Referring expression pointing data:

□ □ □ □

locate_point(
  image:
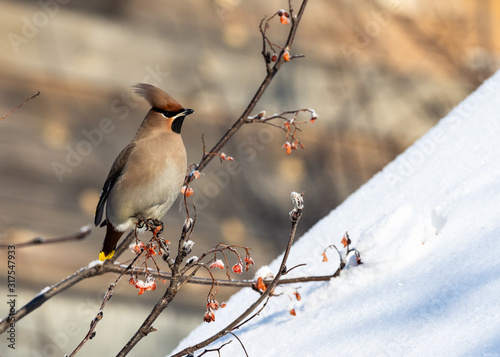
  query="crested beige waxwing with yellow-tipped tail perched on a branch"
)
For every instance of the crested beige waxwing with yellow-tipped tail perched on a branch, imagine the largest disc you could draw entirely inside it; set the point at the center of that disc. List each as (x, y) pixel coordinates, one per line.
(148, 174)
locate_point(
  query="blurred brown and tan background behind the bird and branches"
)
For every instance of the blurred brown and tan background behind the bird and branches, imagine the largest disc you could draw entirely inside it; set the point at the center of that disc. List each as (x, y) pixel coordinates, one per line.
(378, 73)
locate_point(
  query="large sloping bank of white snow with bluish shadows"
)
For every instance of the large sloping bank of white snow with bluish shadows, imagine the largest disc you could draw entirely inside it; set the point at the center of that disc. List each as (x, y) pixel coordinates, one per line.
(427, 228)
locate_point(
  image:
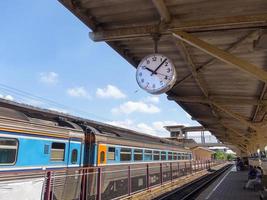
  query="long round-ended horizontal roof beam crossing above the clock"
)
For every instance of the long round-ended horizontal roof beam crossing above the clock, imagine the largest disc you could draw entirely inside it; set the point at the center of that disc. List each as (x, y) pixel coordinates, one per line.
(224, 23)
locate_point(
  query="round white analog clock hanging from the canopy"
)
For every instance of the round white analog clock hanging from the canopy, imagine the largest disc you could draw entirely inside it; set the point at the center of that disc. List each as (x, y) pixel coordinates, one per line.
(156, 74)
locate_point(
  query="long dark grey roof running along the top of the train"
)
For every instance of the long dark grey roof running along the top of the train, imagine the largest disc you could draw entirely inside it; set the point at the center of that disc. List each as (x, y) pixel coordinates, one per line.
(45, 116)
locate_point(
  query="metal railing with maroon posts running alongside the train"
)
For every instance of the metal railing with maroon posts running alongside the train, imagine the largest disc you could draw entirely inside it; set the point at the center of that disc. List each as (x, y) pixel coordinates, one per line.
(113, 182)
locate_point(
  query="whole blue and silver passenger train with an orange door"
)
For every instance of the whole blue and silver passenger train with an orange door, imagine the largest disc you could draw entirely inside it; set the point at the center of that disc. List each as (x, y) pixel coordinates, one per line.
(35, 141)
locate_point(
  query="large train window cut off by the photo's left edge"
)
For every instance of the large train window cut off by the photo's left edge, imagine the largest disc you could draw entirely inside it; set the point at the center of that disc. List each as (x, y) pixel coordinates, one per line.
(8, 151)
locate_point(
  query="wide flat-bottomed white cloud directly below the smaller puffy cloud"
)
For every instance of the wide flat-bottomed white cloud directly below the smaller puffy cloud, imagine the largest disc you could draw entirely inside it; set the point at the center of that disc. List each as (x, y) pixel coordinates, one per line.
(138, 106)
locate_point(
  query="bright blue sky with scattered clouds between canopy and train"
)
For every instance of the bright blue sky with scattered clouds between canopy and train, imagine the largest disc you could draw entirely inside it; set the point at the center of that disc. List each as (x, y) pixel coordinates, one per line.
(45, 51)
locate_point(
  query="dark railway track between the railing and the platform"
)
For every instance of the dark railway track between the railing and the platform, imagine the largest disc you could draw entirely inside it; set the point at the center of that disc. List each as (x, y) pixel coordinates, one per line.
(194, 188)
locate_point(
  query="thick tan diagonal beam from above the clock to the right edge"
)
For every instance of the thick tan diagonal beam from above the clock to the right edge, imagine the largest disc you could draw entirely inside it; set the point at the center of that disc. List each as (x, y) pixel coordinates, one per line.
(224, 56)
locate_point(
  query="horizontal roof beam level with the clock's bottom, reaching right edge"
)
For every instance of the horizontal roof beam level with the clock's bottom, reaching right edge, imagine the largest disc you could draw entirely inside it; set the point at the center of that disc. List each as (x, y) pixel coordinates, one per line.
(218, 99)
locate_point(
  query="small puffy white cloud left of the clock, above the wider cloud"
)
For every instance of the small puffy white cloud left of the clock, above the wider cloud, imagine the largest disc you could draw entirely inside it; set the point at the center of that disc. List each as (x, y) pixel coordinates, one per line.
(110, 91)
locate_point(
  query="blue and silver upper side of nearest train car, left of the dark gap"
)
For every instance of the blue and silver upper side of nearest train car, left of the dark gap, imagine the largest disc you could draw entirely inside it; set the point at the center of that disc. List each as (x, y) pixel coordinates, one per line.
(28, 145)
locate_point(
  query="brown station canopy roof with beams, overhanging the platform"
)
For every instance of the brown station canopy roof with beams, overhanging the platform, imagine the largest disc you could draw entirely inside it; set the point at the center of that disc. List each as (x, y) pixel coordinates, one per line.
(219, 49)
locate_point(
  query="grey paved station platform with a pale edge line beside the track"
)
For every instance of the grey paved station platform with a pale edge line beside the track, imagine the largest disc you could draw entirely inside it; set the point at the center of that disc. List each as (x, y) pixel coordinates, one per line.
(229, 187)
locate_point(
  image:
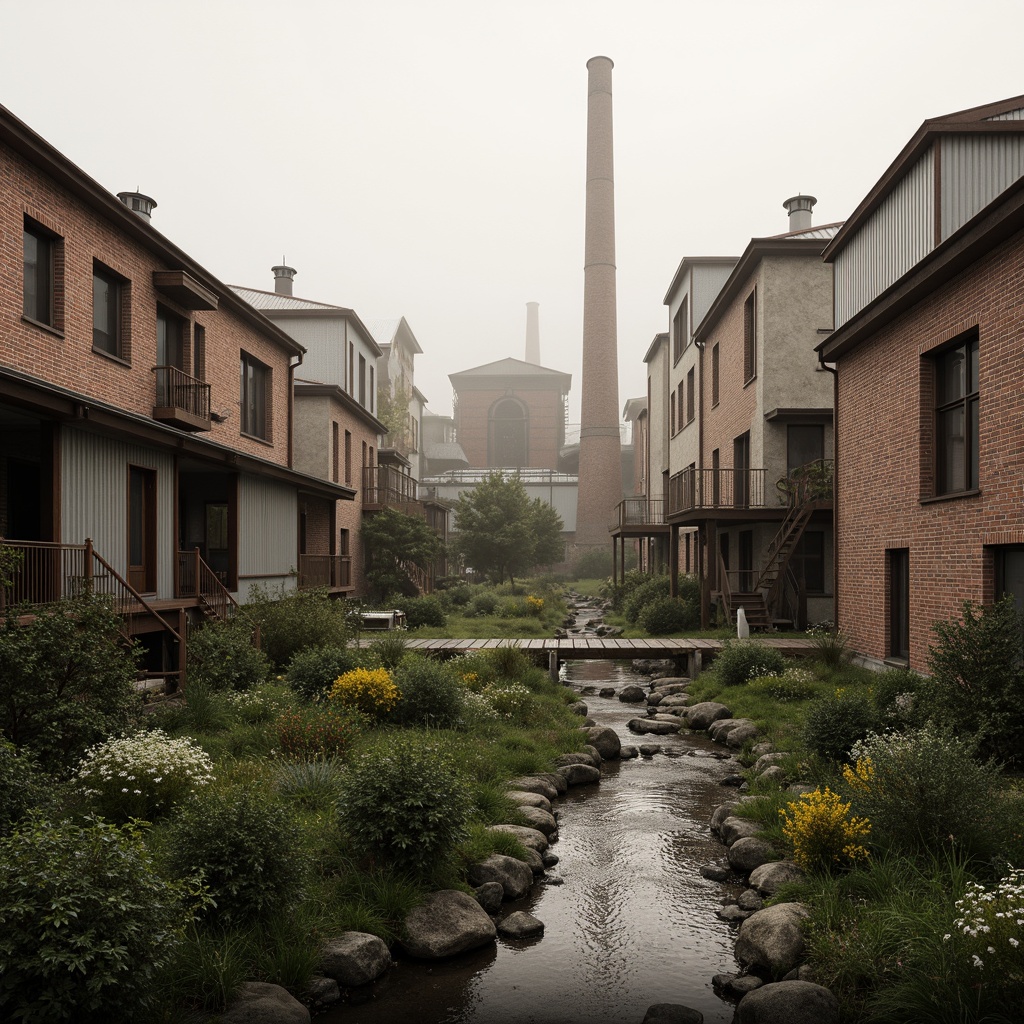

□ □ □ □

Write out the records above once more, word for word, with no pictures.

locate_point(
  image:
  query="crested beige waxwing with yellow-tipped tail perched on a branch"
)
For every instance of the crested beige waxwing with yellow-tipped tail perched on a branch, imagine the largest disc you could draw entirely inside it; set the point at the center of that disc. List each as (x, y) pixel coordinates, one per line.
(148, 174)
locate_point(
  query="blurred brown and tan background behind the bird and branches"
)
For every instance of the blurred brown and tan background behind the bird and branches, imagine the largest disc you could draw entirely inside it; set the point at the center of that disc. List each as (x, y) pixel coordinates, one per line.
(378, 73)
locate_point(
  query="large sloping bank of white snow with bluish shadows"
)
For every instance of the large sloping bank of white snow with bluish shadows, imagine the largest disc you could draw entirely inside it; set the point at the center of that disc. List each as (x, y) pixel coordinates, one per line.
(427, 228)
locate_point(
  image:
  query="long round-ended horizontal roof beam crossing above the clock"
)
For every instance of the long round-ended horizontal roof beam crossing above the clock, imagine the largest disc you could draw entirely inside it; set the point at the center of that disc. List each as (x, y) pixel coordinates, one per line.
(224, 23)
locate_point(
  query="round white analog clock hanging from the canopy"
)
For every instance of the round white analog clock hanging from the canopy, imagine the largest disc you could draw entirely inside it; set the point at the center of that disc. List each as (x, y) pixel coordinates, one per line.
(156, 74)
locate_point(
  query="long dark grey roof running along the top of the train"
)
For every instance of the long dark grey roof running along the top of the train, imagine the largest disc you could draw entirely inside it; set the point at the center of that disc. List each as (x, y) pixel coordinates, one per line.
(45, 116)
locate_point(
  query="metal railing with maroon posts running alongside the train"
)
For every instance of the metal railing with maroon posts running alongside the train, imagine the largest disc you could draw entirely inside it; set the point at the center of that disc. List each as (x, y) pixel coordinates, one per line.
(113, 182)
locate_point(
  query="whole blue and silver passenger train with an orange door"
)
For every instance of the whole blue and silver passenger train with an orange door, imagine the largest disc you could draw entirely inside it; set the point at the center of that disc. List each as (x, y) pixel coordinates, one per line.
(35, 141)
locate_point(
  query="large train window cut off by the photo's left edge"
)
For every instance of the large train window cut off by the photo's left edge, imagine the largest disc you could draw entirely inside it; set the point at the center of that disc. List each as (x, y) pixel coordinates, one per line.
(8, 151)
locate_point(
  query="wide flat-bottomed white cloud directly below the smaller puffy cloud"
)
For every instance of the wide flat-bottomed white cloud directly below the smaller puffy cloud, imagine the largest disc you could draw entirely inside it; set the point at the center of that disc. List each as (x, y) pixel coordinates, one per line.
(138, 106)
locate_point(
  query="bright blue sky with scattered clouds between canopy and train"
)
For every instance of the bright blue sky with scattered clouds between canopy and train, imagine the largest disc you could draw entirely inside it; set the point at the center of that disc. List each as (x, y) pixel coordinates, one per line.
(45, 51)
locate_point(
  query="dark railway track between the railing and the platform"
)
For every instance of the dark railway track between the railing and the platform, imagine the largest disc you could draw entirely inside it; set the point at the center of that disc. List each as (x, y) pixel coordinates, one per line.
(194, 188)
locate_point(
  query="thick tan diagonal beam from above the clock to the right edge"
)
For every instance of the thick tan diagonal beam from above the clock to the right edge, imagine the largest disc you could draw entirely inside it; set the point at the center of that disc. List each as (x, y) pixel coordinates, one per line.
(224, 56)
locate_point(
  query="horizontal roof beam level with the clock's bottom, reaching right edge"
)
For every instance of the horizontal roof beam level with the clock's bottom, reaching right edge, imagine the largest disc you could draw entirely inside it; set the point at the center of that disc. List each as (x, y) pixel coordinates, one per line.
(218, 99)
locate_point(
  query="small puffy white cloud left of the clock, above the wider cloud"
)
For every instance of the small puffy white cloud left of the clock, above the wider cloud, imagine the largest disc you could draw entirely inside it; set the point at the center of that disc. List each as (x, y) pixel coordinates, one per line.
(110, 91)
locate_point(
  query="blue and silver upper side of nearest train car, left of the dark gap"
)
For every instance of the blue and silver upper side of nearest train car, left of the dark gap, imagine the largest disc you could draw entirely inside it; set the point at the center of that disc. List each as (x, y) pixel coordinates, one per line.
(28, 145)
locate_point(
  query="brown station canopy roof with beams, overhanging the platform"
)
For every instance of the brown station canopy roof with beams, overhanging the platform, imagine the largest disc you could draw entirely inside it; set the point at the center of that disc. List each as (x, y) pixel coordinates, one per line.
(219, 49)
locate_point(
  query="grey paved station platform with a pale edge line beside the track"
)
For every instance of the grey paved station platform with a pale edge line beside the track, imagine the largest disc you could draw entirely inside it; set the point at the center of that disc. List each as (x, y) pixel coordinates, one per line.
(229, 187)
locate_point(
  image:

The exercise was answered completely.